## Text extract:
#####
Will have to check to see if it works on Opening( might be caused by the crashing)


----------



## scaled (Aug 30, 2021)

You setup microphone source inside scene or into main settings?


----------



## EvolutionOfWar (Aug 30, 2021)

scaled said:


> You setup microphone source inside scene or into main settings?


Inside each scene so I can choose to have a PTT or a Non-PTT mic depending on the scene. I can probably swap back to all PTT though and run it as a global in main settings if that helps.


----------



## scaled (Aug 30, 2021)

Ok, will try to test with PTT and not PTT microphones this later. I usually use one always enabled microphone and setup it in global settings, so probably it's a reason why i can't reproduce a bug.


----------



## EvolutionOfWar (Aug 31, 2021)

scaled said:


> Ok, will try to test with PTT and not PTT microphones this later. I usually use one always enabled microphone and setup it in global settings, so probably it's a reason why i can't reproduce a bug.


Yeah I just double checked. In Global Audio Devices, I dont have any mics enabled there, and I go scene by scene. Just tried it again and can still reproduce it. Can also send you vod links if you'd like.

Also the issue with replacing the image was probably just my end due to using wrong encoder.
I also still get the crash everytime upon closing though.


----------



## TheRealAlpha2 (Aug 31, 2021)

In regards to GIF in OBS, I discovered this a while back:

I kept running into an issue where OBS was using a ridiculous amount of resources, so much I had to hard reset the computer after a few minutes to even escape the program. I scoured the forums trying to figure it out, I never saw a clear answer so I started removing assets from the overlay including a couple of animated ones looking for anything that was a strain on the cpu. I discovered that while I was experimenting with webm and transparent video files to reduce the resource drain and still get the look I wanted (I couldn't properly encode them so I gave up on it) I had made all the gifs but one into a media source rather than an image source. One single 11 frame repeating animated gif was responsible for thousands of dropped frames over a 2 hour stream. Once I changed it to a media source my stream was perfect.

The reactive images in this now include gif, so I gave it a try. OBS normally takes up about 8-15% cpu in task manger with my two gif images in the overlay, with the reactive image it jumped to 26% and dropped frames every few seconds, which I think because it's treating the gif as an image source rather than a media source, much like the problem I had before.
#####
Records from a data collection
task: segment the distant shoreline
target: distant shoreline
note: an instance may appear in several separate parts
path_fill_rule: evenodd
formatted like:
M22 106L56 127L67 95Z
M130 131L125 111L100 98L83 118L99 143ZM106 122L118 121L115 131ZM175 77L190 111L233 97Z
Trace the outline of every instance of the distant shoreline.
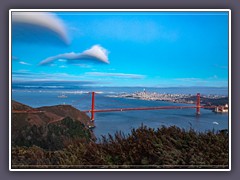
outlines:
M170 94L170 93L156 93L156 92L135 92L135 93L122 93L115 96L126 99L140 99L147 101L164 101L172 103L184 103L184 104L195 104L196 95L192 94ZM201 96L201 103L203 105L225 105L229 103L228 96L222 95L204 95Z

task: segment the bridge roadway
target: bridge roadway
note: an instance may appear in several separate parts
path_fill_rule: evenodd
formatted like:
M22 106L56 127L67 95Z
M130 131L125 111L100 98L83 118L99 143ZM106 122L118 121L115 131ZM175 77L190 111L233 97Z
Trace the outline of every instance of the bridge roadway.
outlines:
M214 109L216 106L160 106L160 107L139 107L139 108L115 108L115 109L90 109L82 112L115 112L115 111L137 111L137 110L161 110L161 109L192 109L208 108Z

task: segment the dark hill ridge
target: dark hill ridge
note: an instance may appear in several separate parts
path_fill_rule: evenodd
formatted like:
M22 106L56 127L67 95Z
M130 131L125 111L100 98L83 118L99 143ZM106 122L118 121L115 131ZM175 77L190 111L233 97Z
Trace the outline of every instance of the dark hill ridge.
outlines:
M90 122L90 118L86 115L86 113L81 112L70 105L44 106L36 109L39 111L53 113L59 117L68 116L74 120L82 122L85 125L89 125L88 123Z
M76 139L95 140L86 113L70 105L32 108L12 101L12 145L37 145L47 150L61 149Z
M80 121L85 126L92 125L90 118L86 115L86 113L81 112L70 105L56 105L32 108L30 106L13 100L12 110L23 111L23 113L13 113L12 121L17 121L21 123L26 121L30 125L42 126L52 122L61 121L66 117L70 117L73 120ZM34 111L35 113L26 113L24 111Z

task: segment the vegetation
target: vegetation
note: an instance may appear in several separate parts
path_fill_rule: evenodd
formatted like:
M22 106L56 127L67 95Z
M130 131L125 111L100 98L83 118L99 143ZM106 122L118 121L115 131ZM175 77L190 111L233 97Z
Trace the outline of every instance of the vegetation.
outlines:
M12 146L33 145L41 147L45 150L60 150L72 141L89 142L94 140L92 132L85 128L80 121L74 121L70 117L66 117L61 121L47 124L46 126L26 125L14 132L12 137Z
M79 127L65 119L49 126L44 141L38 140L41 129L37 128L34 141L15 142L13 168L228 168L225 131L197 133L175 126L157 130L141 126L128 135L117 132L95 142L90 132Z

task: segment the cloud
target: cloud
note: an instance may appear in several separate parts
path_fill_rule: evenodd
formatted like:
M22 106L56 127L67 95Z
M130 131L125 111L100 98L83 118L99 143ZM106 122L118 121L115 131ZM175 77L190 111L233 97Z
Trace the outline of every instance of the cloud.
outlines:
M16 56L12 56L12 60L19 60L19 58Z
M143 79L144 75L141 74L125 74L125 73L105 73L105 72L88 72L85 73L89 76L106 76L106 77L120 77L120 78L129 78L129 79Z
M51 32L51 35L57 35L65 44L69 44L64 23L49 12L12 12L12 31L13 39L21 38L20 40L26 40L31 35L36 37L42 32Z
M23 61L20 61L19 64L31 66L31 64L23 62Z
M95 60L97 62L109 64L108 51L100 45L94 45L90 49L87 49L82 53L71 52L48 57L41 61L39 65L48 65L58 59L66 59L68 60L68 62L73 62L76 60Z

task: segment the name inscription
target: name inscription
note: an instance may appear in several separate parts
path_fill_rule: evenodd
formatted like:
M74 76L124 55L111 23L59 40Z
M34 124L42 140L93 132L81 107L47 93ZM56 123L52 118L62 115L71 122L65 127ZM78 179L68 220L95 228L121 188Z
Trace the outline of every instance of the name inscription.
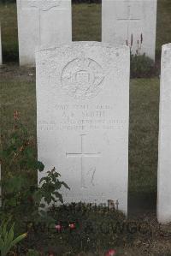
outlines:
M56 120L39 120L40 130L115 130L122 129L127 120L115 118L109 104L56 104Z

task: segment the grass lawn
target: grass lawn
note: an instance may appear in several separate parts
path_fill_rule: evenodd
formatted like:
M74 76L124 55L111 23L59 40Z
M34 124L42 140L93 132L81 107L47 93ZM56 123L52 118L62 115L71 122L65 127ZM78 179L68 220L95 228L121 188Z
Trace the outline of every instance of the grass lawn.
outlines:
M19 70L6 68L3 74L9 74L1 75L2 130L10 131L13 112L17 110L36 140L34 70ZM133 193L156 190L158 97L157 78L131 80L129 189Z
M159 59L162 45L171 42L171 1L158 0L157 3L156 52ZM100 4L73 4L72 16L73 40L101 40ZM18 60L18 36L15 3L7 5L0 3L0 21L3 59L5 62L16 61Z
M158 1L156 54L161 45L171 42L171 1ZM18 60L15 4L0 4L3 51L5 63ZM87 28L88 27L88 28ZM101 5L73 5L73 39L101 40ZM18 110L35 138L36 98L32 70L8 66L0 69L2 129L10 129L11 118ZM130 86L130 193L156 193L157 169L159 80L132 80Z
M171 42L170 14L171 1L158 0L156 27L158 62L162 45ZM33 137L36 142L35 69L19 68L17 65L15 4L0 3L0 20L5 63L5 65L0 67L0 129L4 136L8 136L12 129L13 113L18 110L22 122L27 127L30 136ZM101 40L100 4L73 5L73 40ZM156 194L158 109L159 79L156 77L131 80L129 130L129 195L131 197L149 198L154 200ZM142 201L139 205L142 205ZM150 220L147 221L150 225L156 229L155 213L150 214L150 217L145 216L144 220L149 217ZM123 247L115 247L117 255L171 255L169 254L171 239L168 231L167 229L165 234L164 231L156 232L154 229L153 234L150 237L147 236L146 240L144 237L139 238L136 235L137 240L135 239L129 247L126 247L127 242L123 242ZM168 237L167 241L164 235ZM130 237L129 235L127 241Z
#####
## Directions:
In the OBS forum thread, what kind of source did TheRealAlpha2 switch the single animated GIF to before the stream became perfect?

## Written reply:
A media source.